[[ DOCUMENT SECTION, beginning ]]

The choice of appropriate restriction enzyme(s) is critical for the effective design of any study using RAD sequencing and related methods such as genotyping-by-sequencing (GBS) (Elshire et al. 2011), multiplexed shotgun genotyping (MSG) (Andolfatto et al. 2011), and double digest RAD-seq (ddRAD) (Peterson et al. 2012), among others. This choice determines the number of markers that can be obtained, the amount of sequencing needed for a desired coverage level, the number of samples that can be multiplexed, the monetary cost, and ultimately the success of a project. It has been widely suggested that the number of restriction sites in a genome, for a given enzyme, can be roughly predicted using simple probability, if one has an idea of the genome size and GC composition (Baird et al. 2008; Davey et al. 2011). Both of these parameters can be measured approximately in non-model organisms through sequencing-independent techniques such as flow cytometry (Vinogradov 1994; Vinogradov 1998; Šmarda et al. 2011). However, preliminary evidence has suggested that there can be significant departures from expectations for particular combinations of taxa and restriction enzymes (Davey and Blaxter 2011; Davey et al. 2011).
Type II restriction enzymes, endonucleases chiefly produced by prokaryotic microorganisms, cleave double stranded DNA (dsDNA) at specific unmethylated recognition sequences 4 to 8 base pairs long that are usually palindromic. These enzymes are thought to play an important role as defense systems against foreign phage dsDNA during infection or as selfish parasitic elements, and therefore have been the center of an evolutionary ‘arms race’ (Rambach and Tiollais 1974; Karlin et al. 1992; Rocha et al. 2001). Type II restriction enzymes are not known in eukaryotes and are not used as virulence factors by bacteria to infect eukaryotic hosts. Therefore there are no a priori reasons to believe that recognition sites in eukaryotic genomes are subject to selective pressures, but rather should be evolutionarily neutral. Eukaryotic genomes are known to have heterogeneous compositions with characteristic signatures at the level of di- and trinucleotides that are largely independent of coding status or function (Karlin and Mrázek 1997; Karlin et al. 1998; Gentles 2001). It is thus possible that genome composition at these levels has a large influence in the abundance of short sequence patterns, like recognition sequences of restriction enzymes, in eukaryotes.
The goal of this study is to test the hypothesis that genome composition can be used to predict the number of restriction sites for a given combination of restriction enzyme and taxon. For this we: i) performed systematic in silico genome-wide surveys of restriction sites for diverse kinds of type II restriction enzymes in 434 eukaryotic whole and draft genome sequences to determine their frequencies across taxa; ii) examined the composition of genomes at the level of di- and trinucleotides and determined patterns of compositional biases among taxa; iii) developed stochastic models based on GC content, mono-, di- and trinucleotide compositions to predict the frequencies of restriction sites across taxa and diverse kinds of type II restriction enzymes; iv) evaluated the accuracy of the predictive models by comparing the in silico observed frequencies of restriction sites to the expected frequencies predicted by the models. The number of restriction sites in a genome is not the only factor that determines the number of RAD tags that can be recovered experimentally. The architecture of each genome, and in particular the number of repetitive elements and gene duplicates, can contribute significantly. To quantify this contribution we assessed the proportion of restriction-site associated DNA tags that can potentially be recovered unambiguously after empirical sequencing. For this we performed in silico RAD sequencing and alignment experiments for all genome assembly-restriction enzyme combinations using a newly developed software pipeline, PredRAD (https://github.com/phrh/PredRAD).

[[ DOCUMENT SECTION, end ]]
[[ DATASET CONTENT, beginning ]]

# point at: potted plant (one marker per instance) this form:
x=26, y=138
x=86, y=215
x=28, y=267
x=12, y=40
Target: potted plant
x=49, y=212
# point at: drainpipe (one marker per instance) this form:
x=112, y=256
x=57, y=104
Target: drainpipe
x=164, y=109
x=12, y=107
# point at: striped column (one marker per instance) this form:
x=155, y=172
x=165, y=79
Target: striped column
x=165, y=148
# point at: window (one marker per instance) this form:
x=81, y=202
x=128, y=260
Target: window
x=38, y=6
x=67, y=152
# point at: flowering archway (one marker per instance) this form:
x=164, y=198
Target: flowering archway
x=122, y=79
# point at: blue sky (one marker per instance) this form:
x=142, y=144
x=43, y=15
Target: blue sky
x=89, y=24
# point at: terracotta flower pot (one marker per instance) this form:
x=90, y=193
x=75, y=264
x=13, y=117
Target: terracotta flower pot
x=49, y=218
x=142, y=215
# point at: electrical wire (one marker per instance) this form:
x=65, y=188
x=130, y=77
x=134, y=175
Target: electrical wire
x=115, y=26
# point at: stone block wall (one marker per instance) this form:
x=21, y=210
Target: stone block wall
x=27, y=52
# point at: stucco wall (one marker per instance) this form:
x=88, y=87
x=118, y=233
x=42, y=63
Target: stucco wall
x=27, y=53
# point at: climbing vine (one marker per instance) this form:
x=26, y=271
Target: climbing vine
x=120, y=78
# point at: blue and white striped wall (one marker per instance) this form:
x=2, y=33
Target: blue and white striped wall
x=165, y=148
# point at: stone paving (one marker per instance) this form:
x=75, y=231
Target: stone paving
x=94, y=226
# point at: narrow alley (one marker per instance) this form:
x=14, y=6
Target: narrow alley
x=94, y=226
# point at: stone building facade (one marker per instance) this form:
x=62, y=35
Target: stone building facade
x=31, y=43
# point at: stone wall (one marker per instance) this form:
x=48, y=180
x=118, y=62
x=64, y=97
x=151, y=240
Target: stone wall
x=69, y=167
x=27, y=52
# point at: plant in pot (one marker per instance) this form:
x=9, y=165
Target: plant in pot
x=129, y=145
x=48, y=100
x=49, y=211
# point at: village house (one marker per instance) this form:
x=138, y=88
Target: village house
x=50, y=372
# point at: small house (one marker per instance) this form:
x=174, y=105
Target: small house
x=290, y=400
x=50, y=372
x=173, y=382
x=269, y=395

[[ DATASET CONTENT, end ]]

> INSTRUCTIONS:
1. How many eukaryotic whole and draft genome sequences does the restriction enzyme passage say were surveyed in silico for restriction sites?
2. Continue the restriction enzyme passage from its final sentence.

> TASK-BY-TASK RESULTS:
1. 434 eukaryotic whole and draft genome sequences.

2.
Results
Observed frequencies of restriction sites
Observed frequencies of restriction sites were highly variable among broad taxonomic groups for the set of restriction enzymes here examined (Table 1) - except for FatI - with clear clustering patterns determined by phylogeny (Fig 1). For example for NgoMIV we observed 45.8 restriction sites per megabase (RS/Mb) ± 24.6 (mean ± SD) in core eudicot plants, compared to 277.4 ± 131.3 RS/Mb in commelinid plants (monocots). Among closely related species the frequency patterns were similar and variability generally small. Observed frequencies of restriction sites per megabase (RS/Mb) were inversely proportional to the length of the recognition sequence, with differences in orders of magnitude among 4-, 6-, and 8- cutters when compared within the same species, e.g. in the starlet anemone Nematostella vectensis there were 3917.6, 167.6, and 6.9 RS/Mb for the 4-cutter FatI, 6-cutter PstI and 8- cutter SbfI, respectively. Nucleotide composition of the recognition sequence did not show a clear correlation with the observed frequency of restriction sites, e.g. 83.6 RS/Mb ± 25.1 were observed in Neopterigii vertebrates for KpnI (GGTACC), compared to 622.6 RS/Mb ± 119.1 observed for PstI (CTGCAG), both recognition sequences with a GC content of 66.7%.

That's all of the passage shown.